Exercise task:
Rewrite the data below, changing every "instance" to "occurrence" and leaving everything else as it is.

Exercise materials:
----

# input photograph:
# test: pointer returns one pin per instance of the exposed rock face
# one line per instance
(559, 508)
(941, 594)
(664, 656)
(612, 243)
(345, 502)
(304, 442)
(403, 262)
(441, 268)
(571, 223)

----

Finished answer:
# input photograph:
# test: pointer returns one pin per occurrence of the exposed rock face
# one line per occurrence
(559, 508)
(941, 594)
(664, 656)
(612, 243)
(345, 502)
(304, 442)
(403, 262)
(441, 268)
(571, 223)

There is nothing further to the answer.